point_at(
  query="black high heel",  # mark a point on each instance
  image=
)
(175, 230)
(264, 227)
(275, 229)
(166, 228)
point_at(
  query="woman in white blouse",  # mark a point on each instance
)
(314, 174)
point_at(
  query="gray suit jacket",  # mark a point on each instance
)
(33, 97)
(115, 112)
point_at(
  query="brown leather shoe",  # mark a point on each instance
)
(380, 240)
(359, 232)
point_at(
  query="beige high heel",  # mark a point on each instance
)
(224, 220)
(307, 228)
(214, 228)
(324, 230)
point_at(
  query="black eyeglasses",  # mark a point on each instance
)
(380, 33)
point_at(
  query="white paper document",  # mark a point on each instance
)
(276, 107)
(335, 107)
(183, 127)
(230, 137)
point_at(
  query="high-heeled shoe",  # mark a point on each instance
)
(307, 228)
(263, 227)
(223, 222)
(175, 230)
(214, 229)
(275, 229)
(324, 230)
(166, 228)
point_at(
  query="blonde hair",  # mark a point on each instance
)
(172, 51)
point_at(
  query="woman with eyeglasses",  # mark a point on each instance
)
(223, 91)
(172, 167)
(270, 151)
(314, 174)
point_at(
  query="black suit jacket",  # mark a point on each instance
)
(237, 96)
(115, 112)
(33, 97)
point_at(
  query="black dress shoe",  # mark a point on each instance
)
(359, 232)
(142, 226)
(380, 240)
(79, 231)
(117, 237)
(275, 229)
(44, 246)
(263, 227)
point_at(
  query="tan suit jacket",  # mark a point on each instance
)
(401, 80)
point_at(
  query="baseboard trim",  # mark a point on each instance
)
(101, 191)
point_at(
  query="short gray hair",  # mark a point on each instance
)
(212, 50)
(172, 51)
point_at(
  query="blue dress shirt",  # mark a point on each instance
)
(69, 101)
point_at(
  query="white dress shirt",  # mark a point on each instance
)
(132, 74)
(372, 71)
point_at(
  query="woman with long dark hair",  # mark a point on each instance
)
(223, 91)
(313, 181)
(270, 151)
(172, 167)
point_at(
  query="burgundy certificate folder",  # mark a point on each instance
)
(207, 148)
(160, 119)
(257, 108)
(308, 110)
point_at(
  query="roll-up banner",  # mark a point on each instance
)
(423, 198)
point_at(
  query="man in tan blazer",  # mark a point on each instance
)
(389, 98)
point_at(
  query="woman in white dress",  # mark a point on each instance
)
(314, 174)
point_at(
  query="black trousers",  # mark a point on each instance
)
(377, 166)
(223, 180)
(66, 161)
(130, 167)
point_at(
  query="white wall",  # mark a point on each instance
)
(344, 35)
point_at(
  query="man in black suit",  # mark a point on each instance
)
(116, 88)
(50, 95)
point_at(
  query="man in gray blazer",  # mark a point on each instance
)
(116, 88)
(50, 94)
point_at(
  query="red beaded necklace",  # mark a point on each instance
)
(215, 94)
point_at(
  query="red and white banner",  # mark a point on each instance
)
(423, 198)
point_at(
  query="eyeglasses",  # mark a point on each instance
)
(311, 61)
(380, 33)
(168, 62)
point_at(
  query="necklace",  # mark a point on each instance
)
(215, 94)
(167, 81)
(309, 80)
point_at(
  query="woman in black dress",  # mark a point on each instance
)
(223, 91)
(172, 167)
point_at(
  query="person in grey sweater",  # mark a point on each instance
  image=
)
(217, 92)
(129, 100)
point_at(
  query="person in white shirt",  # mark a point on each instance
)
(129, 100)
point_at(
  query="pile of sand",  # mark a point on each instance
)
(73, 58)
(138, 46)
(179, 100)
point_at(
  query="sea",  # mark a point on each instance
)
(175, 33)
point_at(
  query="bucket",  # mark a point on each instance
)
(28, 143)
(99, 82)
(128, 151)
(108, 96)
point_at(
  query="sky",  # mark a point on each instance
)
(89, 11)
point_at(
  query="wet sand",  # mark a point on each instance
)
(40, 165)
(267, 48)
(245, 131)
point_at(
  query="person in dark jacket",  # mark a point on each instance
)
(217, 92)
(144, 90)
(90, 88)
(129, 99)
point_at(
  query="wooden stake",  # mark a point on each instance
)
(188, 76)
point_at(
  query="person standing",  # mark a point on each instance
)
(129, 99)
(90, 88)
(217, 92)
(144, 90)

What to produce: In full and without edits, return the listing.

Result of the exercise:
point_at(
  query="black high heel",  # mark a point on each instance
  image=
)
(175, 230)
(264, 227)
(275, 229)
(166, 228)
point_at(
  query="woman in white blouse",  # mark a point on each instance
)
(314, 174)
point_at(
  query="gray suit jacket",  # mark a point on each instance
)
(33, 97)
(115, 112)
point_at(
  query="brown leather shoe",  # mark a point on each instance
)
(380, 240)
(359, 232)
point_at(
  query="beige high heel",  # mark a point on each instance
)
(224, 220)
(307, 228)
(214, 228)
(324, 230)
point_at(
  query="black eyeglasses",  # mark a point on each instance
)
(380, 33)
point_at(
  query="white paper document",  # mark a point on each instance
)
(276, 107)
(335, 107)
(183, 127)
(230, 137)
point_at(
  query="high-heeled shoe",  # mark a point on each instance
)
(307, 228)
(263, 227)
(223, 222)
(175, 230)
(214, 229)
(275, 229)
(324, 230)
(166, 228)
point_at(
  query="blonde hair",  # mark a point on each instance
)
(172, 51)
point_at(
  query="woman with eyeglasses",  # mark a point on each instance
)
(223, 91)
(172, 167)
(270, 151)
(314, 174)
point_at(
  query="black suit jacket",  # mark a point on each instance
)
(237, 96)
(115, 112)
(33, 97)
point_at(
  query="black dress shoe",  # mark a point on each instance
)
(359, 232)
(142, 226)
(380, 240)
(79, 231)
(117, 237)
(275, 229)
(44, 246)
(263, 227)
point_at(
  query="tan suit jacket",  # mark a point on each instance
)
(401, 80)
point_at(
  query="baseboard trim",  # mark a point on each instance
)
(101, 191)
point_at(
  query="short gray hair",  # mark a point on each instance
)
(212, 50)
(172, 51)
point_at(
  query="blue dress shirt",  # mark a point on each instance
)
(69, 101)
point_at(
  query="white dress shirt",  # mark a point on each instance
)
(132, 74)
(372, 71)
point_at(
  query="woman with long dark hair",  # mark a point on each instance
)
(223, 91)
(313, 181)
(270, 151)
(172, 167)
point_at(
  query="burgundy certificate folder",  # mark a point on each instance
)
(207, 148)
(160, 119)
(257, 108)
(308, 110)
point_at(
  query="roll-up banner",  # mark a point on each instance
)
(423, 198)
point_at(
  query="man in tan blazer",  # mark a point on each instance
)
(389, 98)
point_at(
  query="woman in white dress",  # mark a point on each instance
)
(314, 174)
point_at(
  query="black trousers",  # mark a point on each instance
)
(377, 166)
(223, 180)
(66, 161)
(130, 167)
point_at(
  query="white wall",  # mark a point on each instance
)
(344, 35)
point_at(
  query="man in black suit",  # mark a point on each instance
)
(116, 88)
(50, 95)
point_at(
  query="man in gray blazer",  # mark a point on each instance
)
(116, 88)
(50, 94)
point_at(
  query="red beaded necklace",  # mark a point on each instance
)
(215, 94)
point_at(
  query="red and white banner",  # mark a point on each instance
)
(423, 198)
point_at(
  query="eyeglasses",  # mark a point on each instance
)
(311, 61)
(380, 33)
(168, 62)
point_at(
  query="necklace",  # mark a point on each instance
)
(215, 94)
(167, 81)
(309, 80)
point_at(
  query="woman in black dress",  # mark a point on each instance
)
(223, 91)
(172, 167)
point_at(
  query="person in grey sweater",  # mark a point on each instance
  image=
)
(217, 92)
(129, 100)
point_at(
  query="person in white shirt",  # mark a point on each instance
)
(129, 100)
point_at(
  query="pile of sand",  # mark a point on each instance
)
(73, 58)
(138, 46)
(179, 100)
point_at(
  query="sea",  # mark a point on each instance
)
(175, 33)
point_at(
  query="bucket",  # mark a point on each instance
)
(28, 143)
(99, 82)
(128, 151)
(108, 96)
point_at(
  query="sky",  # mark a point on each instance
)
(89, 11)
point_at(
  query="wet sand",  # mark a point on each instance
)
(40, 165)
(267, 48)
(245, 131)
point_at(
  query="person in dark jacket",  # mark a point on each instance
)
(217, 92)
(144, 90)
(90, 88)
(129, 99)
point_at(
  query="wooden stake",  # mark a point on each instance
)
(188, 76)
point_at(
  query="person standing",  # mark a point on each instance
)
(129, 99)
(90, 88)
(217, 92)
(144, 90)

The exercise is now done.